Task item: Return each of the entries below precisely as it appears.

Excerpted data:
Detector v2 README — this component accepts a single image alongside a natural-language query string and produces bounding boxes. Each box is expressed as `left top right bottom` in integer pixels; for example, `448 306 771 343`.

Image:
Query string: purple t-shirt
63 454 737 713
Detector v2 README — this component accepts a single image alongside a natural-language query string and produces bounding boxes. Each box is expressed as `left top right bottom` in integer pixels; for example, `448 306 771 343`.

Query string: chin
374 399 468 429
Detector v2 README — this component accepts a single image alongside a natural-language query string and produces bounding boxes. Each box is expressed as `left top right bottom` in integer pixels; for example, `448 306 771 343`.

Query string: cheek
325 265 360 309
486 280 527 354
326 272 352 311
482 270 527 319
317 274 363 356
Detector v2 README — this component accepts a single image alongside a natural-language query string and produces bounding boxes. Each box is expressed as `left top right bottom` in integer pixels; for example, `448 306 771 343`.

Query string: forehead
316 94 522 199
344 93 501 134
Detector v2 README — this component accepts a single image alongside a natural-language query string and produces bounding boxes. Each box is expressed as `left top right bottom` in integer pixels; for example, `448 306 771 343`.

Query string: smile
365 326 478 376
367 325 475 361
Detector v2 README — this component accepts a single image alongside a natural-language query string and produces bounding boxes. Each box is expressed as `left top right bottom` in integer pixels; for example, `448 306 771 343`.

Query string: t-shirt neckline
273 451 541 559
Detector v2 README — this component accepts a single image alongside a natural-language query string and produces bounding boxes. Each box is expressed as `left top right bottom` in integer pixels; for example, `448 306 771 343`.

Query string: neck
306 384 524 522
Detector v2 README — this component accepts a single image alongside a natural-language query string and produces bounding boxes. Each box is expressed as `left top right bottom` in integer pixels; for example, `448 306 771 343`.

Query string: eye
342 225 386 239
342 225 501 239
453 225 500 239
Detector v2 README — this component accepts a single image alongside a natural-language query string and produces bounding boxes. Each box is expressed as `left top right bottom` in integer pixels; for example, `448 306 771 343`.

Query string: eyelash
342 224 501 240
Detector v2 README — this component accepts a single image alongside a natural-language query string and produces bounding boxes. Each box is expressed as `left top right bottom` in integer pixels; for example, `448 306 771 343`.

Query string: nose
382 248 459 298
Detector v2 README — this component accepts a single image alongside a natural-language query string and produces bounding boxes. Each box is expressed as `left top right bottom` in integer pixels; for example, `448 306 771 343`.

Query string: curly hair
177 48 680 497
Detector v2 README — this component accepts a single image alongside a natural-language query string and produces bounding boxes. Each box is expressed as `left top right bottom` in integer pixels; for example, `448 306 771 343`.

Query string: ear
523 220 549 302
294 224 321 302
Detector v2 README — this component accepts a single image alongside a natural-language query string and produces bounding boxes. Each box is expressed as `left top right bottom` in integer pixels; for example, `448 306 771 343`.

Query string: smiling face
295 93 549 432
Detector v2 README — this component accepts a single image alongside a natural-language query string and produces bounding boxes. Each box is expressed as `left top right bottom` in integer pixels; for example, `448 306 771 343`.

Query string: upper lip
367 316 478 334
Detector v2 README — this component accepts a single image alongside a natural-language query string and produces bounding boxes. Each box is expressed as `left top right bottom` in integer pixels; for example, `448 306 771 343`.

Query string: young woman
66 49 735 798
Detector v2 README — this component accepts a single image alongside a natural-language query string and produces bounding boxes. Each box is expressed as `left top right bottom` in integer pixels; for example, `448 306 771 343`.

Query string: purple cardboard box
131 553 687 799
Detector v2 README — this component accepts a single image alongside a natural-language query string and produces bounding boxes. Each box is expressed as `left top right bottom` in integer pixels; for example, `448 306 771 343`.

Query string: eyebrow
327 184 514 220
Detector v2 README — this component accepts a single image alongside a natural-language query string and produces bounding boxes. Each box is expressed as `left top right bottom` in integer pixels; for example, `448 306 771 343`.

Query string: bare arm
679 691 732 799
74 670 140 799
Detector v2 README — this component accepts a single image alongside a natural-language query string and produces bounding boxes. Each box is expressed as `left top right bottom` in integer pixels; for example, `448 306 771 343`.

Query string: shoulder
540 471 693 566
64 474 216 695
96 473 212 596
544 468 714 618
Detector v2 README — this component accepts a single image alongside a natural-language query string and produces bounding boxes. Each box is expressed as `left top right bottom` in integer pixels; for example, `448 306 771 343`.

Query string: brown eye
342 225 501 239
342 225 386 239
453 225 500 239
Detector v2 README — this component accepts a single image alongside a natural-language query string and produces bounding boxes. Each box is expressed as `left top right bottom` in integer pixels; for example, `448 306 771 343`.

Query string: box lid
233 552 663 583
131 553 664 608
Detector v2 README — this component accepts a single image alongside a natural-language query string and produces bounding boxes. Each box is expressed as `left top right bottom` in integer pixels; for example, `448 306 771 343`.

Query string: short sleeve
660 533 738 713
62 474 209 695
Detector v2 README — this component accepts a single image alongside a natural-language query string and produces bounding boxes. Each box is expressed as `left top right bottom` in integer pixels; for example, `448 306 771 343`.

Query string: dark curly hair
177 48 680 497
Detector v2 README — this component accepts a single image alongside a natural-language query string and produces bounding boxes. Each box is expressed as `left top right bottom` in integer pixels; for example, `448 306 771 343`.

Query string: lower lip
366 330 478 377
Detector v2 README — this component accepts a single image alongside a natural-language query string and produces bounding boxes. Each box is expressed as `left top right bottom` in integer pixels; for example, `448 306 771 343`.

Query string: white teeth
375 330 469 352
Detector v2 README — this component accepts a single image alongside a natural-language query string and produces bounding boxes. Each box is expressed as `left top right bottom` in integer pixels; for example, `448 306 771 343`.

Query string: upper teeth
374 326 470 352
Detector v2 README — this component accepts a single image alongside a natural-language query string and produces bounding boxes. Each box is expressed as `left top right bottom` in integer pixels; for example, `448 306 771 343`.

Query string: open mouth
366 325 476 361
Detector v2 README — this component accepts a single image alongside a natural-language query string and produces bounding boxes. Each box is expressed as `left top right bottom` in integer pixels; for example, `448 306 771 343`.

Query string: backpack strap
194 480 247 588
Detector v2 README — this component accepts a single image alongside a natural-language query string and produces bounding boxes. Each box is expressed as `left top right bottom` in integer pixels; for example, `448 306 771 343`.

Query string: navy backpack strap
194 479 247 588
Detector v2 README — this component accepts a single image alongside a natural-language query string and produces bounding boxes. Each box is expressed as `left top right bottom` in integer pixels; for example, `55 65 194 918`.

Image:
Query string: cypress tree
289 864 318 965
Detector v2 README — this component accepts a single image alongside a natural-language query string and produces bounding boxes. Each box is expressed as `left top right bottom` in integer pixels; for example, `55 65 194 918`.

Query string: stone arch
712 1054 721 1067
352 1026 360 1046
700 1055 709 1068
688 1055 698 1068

The completed task:
Detector v2 README — this component accepts a single image alongside a natural-language query string and produces bounding boxes. Each box is expressed as `left top right bottom` in integer pixels; for example, `448 306 771 343`.

Image:
Query string: purple t-shirt
63 454 737 713
Detector v2 README — this component accepts a single image alongside a natural-language query string and produces bounding boxes. Each box is expressed as `left top right bottom` in integer pixels; for example, `448 306 771 343`.

Query string: chin
374 399 468 429
Detector v2 README — this component accepts a single image alongside a natural-language query string and produces bounding boxes. Each box is expressed as `left top right bottom` in integer pixels; for example, `448 306 771 343`.

Query string: cheek
325 265 360 309
486 280 527 354
326 272 352 311
482 270 527 319
317 274 363 356
Detector v2 README — this component accepts a single image alongside a natural-language query string and produces bounding boxes. Each box is expressed as `left top right bottom` in integer pixels; for example, `448 306 771 343`.

Query string: forehead
316 94 522 199
344 93 501 134
Detector v2 README — this component accepts a single image alongside a natural-language query string and produces bounding boxes. Each box is expressed as `left top right bottom` in integer pixels; for example, `448 306 771 343`.

Query string: smile
365 326 478 376
367 325 475 361
Detector v2 README — this component accepts a single image alongside a natural-language query string and produces bounding boxes. Each box is expressed as `left top right bottom` in integer pixels; for example, `448 306 771 343`.

Query string: t-shirt neckline
273 451 541 559
Detector v2 README — this component accepts a single image alongside a natural-language query string and produces bounding boxes. Each box is expressed as `left top right bottom` in integer pixels; for example, `448 306 771 343`.

Query string: neck
306 384 524 522
Detector v2 README — this component accepts a single image alongside a natural-language query string and produces bounding boxes. Each box is expressed as `left top right bottom` in integer pixels; for example, `448 306 771 343`.

Query string: eye
342 225 386 239
342 225 501 239
453 225 500 239
Detector v2 README — this component accepts a single image alongside a natural-language query string and produces bounding boxes. Each box is expressed as `left top right bottom` in integer pixels; for example, `448 306 771 343`.

Query string: eyelash
342 224 501 240
Detector v2 README — this component accepts a single image alongside a natural-language query string and produces bounding boxes. Each box is expressed as `left top right bottom` in integer pixels; for example, `448 306 771 343`.

Query string: nose
382 248 459 298
Detector v2 README — this component accepts a single image alongside a natural-language query string and produces bounding boxes. Each box is expressed as `left top right bottom` in integer pixels; for example, `448 306 771 343`.

Query string: curly hair
177 48 680 497
Detector v2 README — this component accepts a single image alongside a natural-language query string and produces bounding boxes. Each box is expressed as `left top right bottom` in integer pixels; for example, `448 306 771 343`.

Query string: ear
523 220 549 302
294 224 321 302
Detector v2 README — this component accepts a single image alongside a natural-language query string and produces bounding boxes. Each box is expressed as `left top right bottom` in integer pixels; for example, `448 306 771 343`.

Query string: smiling face
295 93 549 432
Detector v2 README — this component accepts a single image alongside a natural-language query string and produces bounding boxes. Each box is expressed as `left top right bottom` in integer pixels; for example, `448 306 771 343`.

Query string: upper lip
367 316 478 334
Detector v2 README — this component accepts a single image alongside a natural-language query string and produces bounding boxes. Each box is expressed as `left top right bottom` in integer pixels; for example, `448 306 771 343`.

Query string: young woman
66 49 735 798
Detector v2 README — this component accepts a single image alongside a natural-language query string and produces bounding boxes. Each box is expressed as `left top right bottom` in integer pixels; for example, `448 306 771 343`.

Query string: purple cardboard box
131 553 687 799
Detector v2 README — this component accepts a single image alongside a natural-language query string and produces bounding boxes. Each box is expressed as `left top right bottom` in integer pixels; for example, `448 306 771 343`.

Query string: eyebrow
327 184 514 220
Detector v2 README — this component accepts a single image alongside a natural-language query string and produces bounding boxes. Each box is expressed as `left top right bottom` in integer pixels; for example, `448 306 771 343`.

Query string: bare arm
679 691 732 799
74 670 140 799
Detector v2 README — this component accepts a single image alongside a natural-language query string and produces bounding boxes. Each box is expressed as `left top right bottom` in integer pixels; for example, `448 306 771 343`.

Query string: shoulder
540 471 693 566
64 474 216 695
96 473 212 596
544 468 714 618
Detector v2 README — this component accepts a single image alongside a natural-language query string and produces bounding boxes. Each box is expressed as `left top right bottom` in integer pixels; for example, `448 306 771 343`.

Query string: brown eye
342 225 501 239
342 225 386 239
453 225 500 239
Detector v2 README — this component accepts a single image alongside a natural-language query string and produces bounding boxes. Each box is expressed as `left top right bottom` in integer pixels; for example, `448 306 771 343`.

Query string: box lid
233 552 663 583
131 553 664 608
Detector v2 README — this component accepts a single image alongside a natural-language query string and produces bounding boxes. Each box is expressed as `left top right bottom` in integer pixels; for example, `448 306 771 343`.

Query string: short sleeve
660 533 738 713
62 474 209 695
Detector v2 README — this component accepts a single image alongside a natural-language query string and produces bounding boxes. Each box is expressed as `left top right bottom` in integer pixels; for example, `448 306 771 343`.

Query string: dark curly hair
177 48 680 497
Detector v2 README — this component accepts a single image alongside a natural-language query string and produces bounding boxes. Each box is expressed as `left top right bottom` in integer pixels; for example, `448 306 771 343`.

Query string: lower lip
366 330 478 377
Detector v2 README — this component accepts a single image alongside a natural-language query string and produces bounding boxes. Each box is expressed as `left top right bottom` in integer pixels; for example, `448 306 771 343`.

Query string: white teeth
375 330 469 352
Detector v2 README — this component accepts a single image alongside a natural-language query string and produces bounding boxes. Each box is expressed as `left top right bottom` in integer pixels; for example, `448 306 771 343`.

Query string: upper teeth
374 326 470 352
Detector v2 README — this component accepts a single image alongside a natural-language query string and produces bounding boxes. Each box is expressed as `left top right bottom` in integer pixels; for example, `448 306 771 343`.

Query string: open mouth
366 325 476 361
Detector v2 README — this component accepts a single image alongside a natural-language query string and produces bounding boxes. Each box is expressed as `left top right bottom` in integer pixels; for example, `448 306 771 343`.

Query string: backpack strap
194 480 247 588
Detector v2 README — this component accepts a single image alongside a natural-language query string and produces bounding boxes. Each box is expressed as `left top right bottom` in integer pixels; for example, `448 306 771 343`.

Query string: navy backpack strap
194 479 247 588
Detector v2 README — this component accepts a single image alongside a natural-language query string and produces bounding boxes. Each box is expressed as `left top right bottom` in integer pixels; for example, `55 65 194 918`.

Image:
Query string: cypress tree
289 864 318 965
Detector v2 README — this component accepts a single image alongside a natural-language query string and produces bounding boxes. Each box is expressed as `left top right bottom` in integer pixels; for example, `55 65 194 918`.

Query string: stone arch
712 1054 721 1067
352 1026 360 1046
700 1055 709 1068
688 1055 698 1068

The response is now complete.